**Objective**: Render every line of the data below as a Markdown table with two columns, Row and Line. Number the lines in order and skip any blank ones.

..........

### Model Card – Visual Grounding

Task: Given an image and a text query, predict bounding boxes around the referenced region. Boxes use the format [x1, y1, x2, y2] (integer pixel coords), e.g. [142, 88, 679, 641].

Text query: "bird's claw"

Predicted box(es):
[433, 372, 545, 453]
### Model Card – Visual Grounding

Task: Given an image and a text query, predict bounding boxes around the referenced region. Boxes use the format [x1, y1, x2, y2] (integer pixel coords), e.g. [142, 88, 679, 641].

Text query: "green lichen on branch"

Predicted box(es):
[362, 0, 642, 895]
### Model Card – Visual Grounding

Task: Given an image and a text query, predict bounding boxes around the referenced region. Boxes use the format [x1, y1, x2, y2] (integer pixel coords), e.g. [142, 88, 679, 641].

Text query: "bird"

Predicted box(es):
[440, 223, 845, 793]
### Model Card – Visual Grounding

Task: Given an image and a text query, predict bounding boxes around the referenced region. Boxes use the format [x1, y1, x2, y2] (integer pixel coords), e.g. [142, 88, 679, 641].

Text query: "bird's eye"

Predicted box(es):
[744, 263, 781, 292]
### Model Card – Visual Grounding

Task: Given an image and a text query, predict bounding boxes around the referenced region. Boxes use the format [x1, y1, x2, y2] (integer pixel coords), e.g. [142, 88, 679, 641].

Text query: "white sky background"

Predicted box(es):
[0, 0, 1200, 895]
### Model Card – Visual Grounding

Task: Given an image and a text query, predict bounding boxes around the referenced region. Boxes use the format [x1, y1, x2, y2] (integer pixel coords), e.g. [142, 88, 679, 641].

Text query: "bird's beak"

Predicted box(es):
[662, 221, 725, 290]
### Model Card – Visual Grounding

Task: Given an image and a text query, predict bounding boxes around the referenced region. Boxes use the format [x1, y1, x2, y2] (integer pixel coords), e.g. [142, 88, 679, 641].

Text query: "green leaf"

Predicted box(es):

..........

**Final result**:
| Row | Line |
|---|---|
| 1 | ### Model Card – Visual Grounding |
| 2 | Task: Given an image and a text query, predict bounding boxes around the referenced region. Boxes use the format [x1, y1, x2, y2] (integer pixel coords), e.g. [142, 88, 679, 641]. |
| 3 | Text query: "bird's claw" |
| 4 | Predicted box(es): |
| 5 | [433, 372, 545, 453] |
| 6 | ### Model Card – Visual Grounding |
| 7 | Task: Given an image and a text query, predict bounding boxes around the referenced region. Boxes use the format [x1, y1, x2, y2] (integer pixel coords), e.g. [142, 88, 679, 641]. |
| 8 | Text query: "green lichen on branch" |
| 9 | Predicted box(es): |
| 10 | [362, 0, 642, 895] |
| 11 | ### Model Card – Visual Grounding |
| 12 | Task: Given an image and a text query, predict bounding boxes around the referenced region. Boxes use the format [x1, y1, x2, y2] (integer pixel coords), e.g. [142, 88, 679, 641]. |
| 13 | Text query: "bird" |
| 14 | Predicted box(es): |
| 15 | [440, 223, 845, 793] |
| 16 | ### Model Card – Visual Grounding |
| 17 | Task: Given an image and a text query, predict bounding boxes around the referenced region. Boxes use the format [x1, y1, x2, y2] (integer pixel coords), e.g. [142, 88, 679, 641]. |
| 18 | Text query: "bird's eye" |
| 19 | Predicted box(es): |
| 20 | [744, 263, 781, 292] |
| 21 | ### Model Card – Visual Grounding |
| 22 | Task: Given an image and a text query, predict bounding boxes around the referenced region. Boxes use the format [x1, y1, x2, y2] (integer pixel coords), e.g. [142, 88, 679, 641]. |
| 23 | Text query: "white sky background" |
| 24 | Predicted box(es): |
| 25 | [0, 0, 1200, 895] |
| 26 | ### Model Card – Visual Grounding |
| 27 | Task: Given an image and a text query, predict bounding boxes around the referenced region. Boxes use the format [x1, y1, x2, y2] (integer pixel coords), e.g. [142, 88, 679, 641]. |
| 28 | Text query: "bird's beak" |
| 29 | Predicted box(es): |
| 30 | [662, 221, 725, 290] |
| 31 | ### Model Card – Visual Grounding |
| 32 | Task: Given an image and a text query, predict bounding boxes around the referenced region. Boxes use the format [x1, y1, x2, y2] (integer pixel coords), e.g. [142, 88, 679, 641]. |
| 33 | Text query: "green leaf" |
| 34 | Predicted box(es): |